:: Selected excerpt ::
Home

Awesome

ActiveAnno

ActiveAnno is a web-based, responsive, highly configurable open source document annotation tool.

<!-- TOC --> <!-- /TOC -->

Demo

Live Demo

The current running demo can be found here: http://ltdemos.informatik.uni-hamburg.de/activeanno. Please use the login credentials username "testuser", password "testuser". Since the location of where the demo is running might change in the future, it will always be referenced here in the Github Readme.

Demo Video

https://youtu.be/ryCi4XeReDg

Quick start

Use docker-compose to start the application with frontend, backend and the database. Run the following command from the top level directory of the project:

docker-compose -f ./deployments/local.docker-compose.yml up -d

By default, this will start 3 container: A MongoDB container, a Ktor backend service and an nginx server hosting a React application. Next, go to localhost:3000 to open the web UI. You can modify the port by editing the local.docker-compose.yml and changing the activeannofrontend.ports mapping. (Then, you also need to add the new URL to the activeannobackend.CORS_HOSTS_LIST env variable.)

:: Dataset extract ::
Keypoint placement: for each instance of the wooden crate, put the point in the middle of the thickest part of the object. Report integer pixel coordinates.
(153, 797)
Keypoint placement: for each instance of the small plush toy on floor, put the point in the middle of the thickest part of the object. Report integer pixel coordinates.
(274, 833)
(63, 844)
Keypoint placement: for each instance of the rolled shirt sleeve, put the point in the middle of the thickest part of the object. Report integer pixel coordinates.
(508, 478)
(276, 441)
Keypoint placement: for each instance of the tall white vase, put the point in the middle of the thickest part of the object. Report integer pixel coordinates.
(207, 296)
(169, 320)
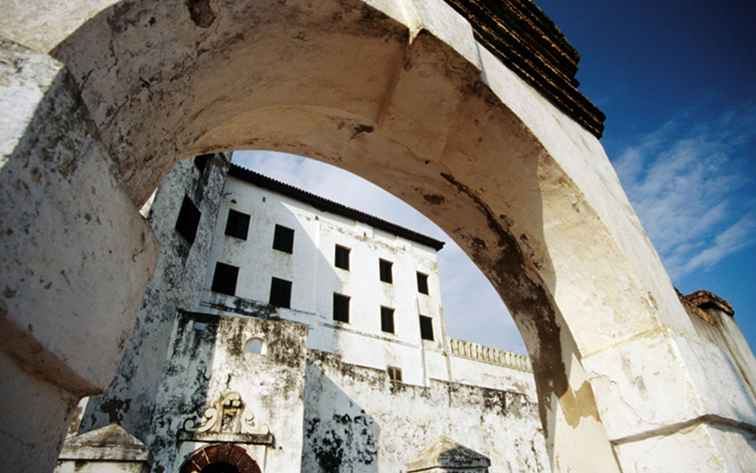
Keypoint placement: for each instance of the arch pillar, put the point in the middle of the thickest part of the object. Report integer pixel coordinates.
(70, 283)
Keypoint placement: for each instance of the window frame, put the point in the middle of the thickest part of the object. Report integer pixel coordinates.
(189, 215)
(344, 251)
(424, 277)
(289, 285)
(390, 266)
(281, 234)
(423, 332)
(341, 297)
(388, 312)
(396, 371)
(238, 217)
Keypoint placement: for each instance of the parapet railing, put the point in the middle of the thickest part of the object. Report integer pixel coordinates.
(490, 355)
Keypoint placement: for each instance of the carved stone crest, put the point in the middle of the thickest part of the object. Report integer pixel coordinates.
(225, 415)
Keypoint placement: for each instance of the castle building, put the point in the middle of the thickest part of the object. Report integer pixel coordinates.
(284, 332)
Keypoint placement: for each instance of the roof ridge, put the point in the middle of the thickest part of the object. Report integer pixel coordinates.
(321, 203)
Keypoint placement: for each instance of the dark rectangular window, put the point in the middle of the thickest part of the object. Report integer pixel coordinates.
(237, 224)
(188, 220)
(283, 239)
(280, 293)
(340, 307)
(426, 327)
(395, 374)
(422, 283)
(387, 319)
(342, 257)
(224, 278)
(385, 267)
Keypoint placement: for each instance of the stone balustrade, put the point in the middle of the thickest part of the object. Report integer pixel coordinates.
(490, 355)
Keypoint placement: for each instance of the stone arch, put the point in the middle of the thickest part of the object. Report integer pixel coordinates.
(401, 93)
(224, 453)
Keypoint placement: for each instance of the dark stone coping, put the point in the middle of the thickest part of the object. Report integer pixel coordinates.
(520, 35)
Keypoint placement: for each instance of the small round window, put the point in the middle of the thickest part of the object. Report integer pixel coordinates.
(255, 345)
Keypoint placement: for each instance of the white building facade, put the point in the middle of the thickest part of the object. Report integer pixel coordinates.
(301, 335)
(283, 332)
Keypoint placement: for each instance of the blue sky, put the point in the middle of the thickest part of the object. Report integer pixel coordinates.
(676, 81)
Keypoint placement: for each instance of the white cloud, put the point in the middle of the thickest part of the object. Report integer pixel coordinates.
(472, 308)
(684, 184)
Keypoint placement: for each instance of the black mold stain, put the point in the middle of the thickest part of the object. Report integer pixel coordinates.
(201, 13)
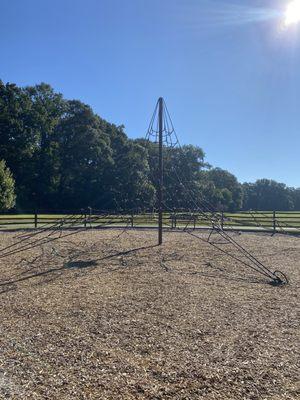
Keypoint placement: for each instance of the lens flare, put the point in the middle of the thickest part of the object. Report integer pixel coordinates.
(292, 14)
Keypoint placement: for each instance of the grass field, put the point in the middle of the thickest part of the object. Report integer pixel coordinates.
(284, 221)
(109, 315)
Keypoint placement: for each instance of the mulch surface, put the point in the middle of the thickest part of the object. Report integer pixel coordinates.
(109, 315)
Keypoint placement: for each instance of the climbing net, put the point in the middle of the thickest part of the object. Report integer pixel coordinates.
(198, 205)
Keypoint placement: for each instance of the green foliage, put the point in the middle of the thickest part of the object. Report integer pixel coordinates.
(266, 194)
(64, 156)
(224, 191)
(7, 188)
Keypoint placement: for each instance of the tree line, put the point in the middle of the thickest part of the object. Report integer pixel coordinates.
(57, 154)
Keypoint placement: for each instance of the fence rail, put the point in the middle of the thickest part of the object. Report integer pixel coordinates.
(271, 221)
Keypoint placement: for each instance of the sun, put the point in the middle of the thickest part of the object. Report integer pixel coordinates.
(292, 14)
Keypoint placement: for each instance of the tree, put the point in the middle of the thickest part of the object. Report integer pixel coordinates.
(7, 187)
(267, 194)
(85, 157)
(222, 189)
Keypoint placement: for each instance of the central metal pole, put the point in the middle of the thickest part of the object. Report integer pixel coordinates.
(160, 169)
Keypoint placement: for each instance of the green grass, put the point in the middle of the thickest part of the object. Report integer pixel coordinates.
(241, 220)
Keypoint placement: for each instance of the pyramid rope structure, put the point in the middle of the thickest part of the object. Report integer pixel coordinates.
(203, 208)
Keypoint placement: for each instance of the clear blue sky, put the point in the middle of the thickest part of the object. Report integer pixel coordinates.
(228, 71)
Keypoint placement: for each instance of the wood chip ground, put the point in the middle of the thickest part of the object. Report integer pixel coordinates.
(109, 315)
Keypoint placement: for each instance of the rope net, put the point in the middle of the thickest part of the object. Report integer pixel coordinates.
(197, 205)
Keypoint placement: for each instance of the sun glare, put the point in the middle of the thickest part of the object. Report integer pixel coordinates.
(292, 14)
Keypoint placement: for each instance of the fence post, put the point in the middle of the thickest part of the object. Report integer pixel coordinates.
(35, 218)
(90, 216)
(85, 216)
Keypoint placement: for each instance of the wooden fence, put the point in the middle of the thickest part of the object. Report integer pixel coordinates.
(270, 221)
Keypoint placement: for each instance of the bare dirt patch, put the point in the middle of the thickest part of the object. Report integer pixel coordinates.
(109, 316)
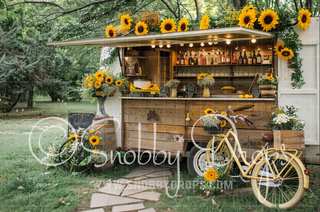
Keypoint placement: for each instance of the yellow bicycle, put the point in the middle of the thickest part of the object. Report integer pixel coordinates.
(278, 177)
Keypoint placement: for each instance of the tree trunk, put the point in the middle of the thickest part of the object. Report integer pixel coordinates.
(30, 98)
(197, 9)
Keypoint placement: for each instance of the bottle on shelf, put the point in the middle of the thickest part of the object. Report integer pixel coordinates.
(186, 59)
(178, 59)
(240, 59)
(190, 59)
(244, 59)
(182, 59)
(234, 59)
(195, 59)
(254, 58)
(250, 59)
(258, 57)
(208, 59)
(228, 59)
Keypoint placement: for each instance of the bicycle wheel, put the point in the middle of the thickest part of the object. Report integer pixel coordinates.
(221, 160)
(284, 192)
(75, 163)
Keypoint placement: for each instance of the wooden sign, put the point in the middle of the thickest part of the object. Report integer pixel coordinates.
(80, 120)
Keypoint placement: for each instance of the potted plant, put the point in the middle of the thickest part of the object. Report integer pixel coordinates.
(206, 81)
(173, 84)
(267, 84)
(287, 127)
(212, 124)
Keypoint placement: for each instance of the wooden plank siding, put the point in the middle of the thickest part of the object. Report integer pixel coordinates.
(172, 124)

:: Request 1 ::
Can you return the ActiveAnno page from "The current running" to "the Github Readme."?
:: Request 2 ::
Which lines of the records contain the word "arch"? Return every one of them.
The ActiveAnno page and the records have nothing to do with each other.

:: Reply 1 ::
The current running demo can be found here: http://ltdemos.informatik.uni-hamburg.de/activeanno. Please use the login credentials username "testuser", password "testuser". Since the location of where the demo is running might change in the future, it will always be referenced here in the Github Readme.

:: Reply 2 ::
Keypoint placement: for each instance of the arch pillar, put the point in the middle of the thickest part of the object. Report integer pixel coordinates.
Keypoint placement: for each instance of the stone arch, put the point in the middle of the thickest part of the object. Report integer pixel coordinates.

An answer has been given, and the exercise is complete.